### Given records

######

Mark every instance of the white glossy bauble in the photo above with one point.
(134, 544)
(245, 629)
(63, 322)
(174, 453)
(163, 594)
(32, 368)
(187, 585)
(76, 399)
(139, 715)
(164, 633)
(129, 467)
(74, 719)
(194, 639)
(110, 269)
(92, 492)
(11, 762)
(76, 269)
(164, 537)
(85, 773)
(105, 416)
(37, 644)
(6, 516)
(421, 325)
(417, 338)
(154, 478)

######

### What you need to do
Please write out all the records again, including each request line, and scale every point coordinate by 1.25, rounding to the nearest whole number with halves going up.

### Correct answer
Mark every instance of the white glossy bauble in the photo above with one point.
(168, 680)
(306, 786)
(79, 403)
(218, 566)
(204, 743)
(40, 460)
(234, 731)
(95, 499)
(174, 894)
(205, 791)
(161, 584)
(93, 899)
(243, 799)
(138, 336)
(115, 615)
(14, 953)
(95, 336)
(205, 671)
(106, 966)
(131, 520)
(46, 805)
(8, 645)
(526, 406)
(521, 423)
(193, 598)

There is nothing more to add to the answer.